* SOURCE DATA:
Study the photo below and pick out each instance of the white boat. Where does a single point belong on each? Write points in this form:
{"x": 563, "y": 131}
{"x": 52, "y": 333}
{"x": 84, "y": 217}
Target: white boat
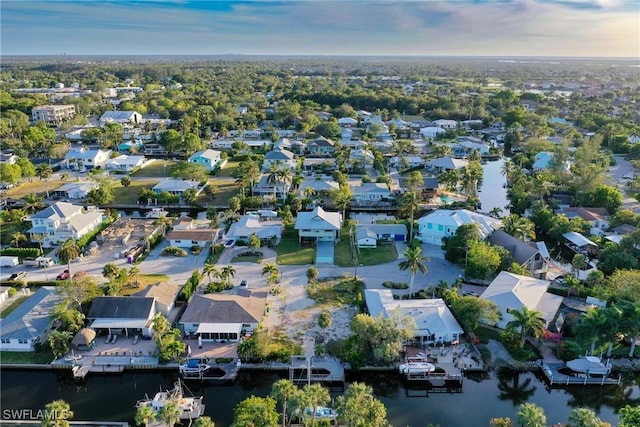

* ABOUT THIS TASK:
Could you output all the entries above exactly as written, leaving out the pictures?

* SOLUTION FOR THIS EXERCISE:
Study the photo below and pick out each instance of the white boat. Where does a single point belong on each? Write points in this form:
{"x": 563, "y": 131}
{"x": 52, "y": 333}
{"x": 84, "y": 217}
Target: white boat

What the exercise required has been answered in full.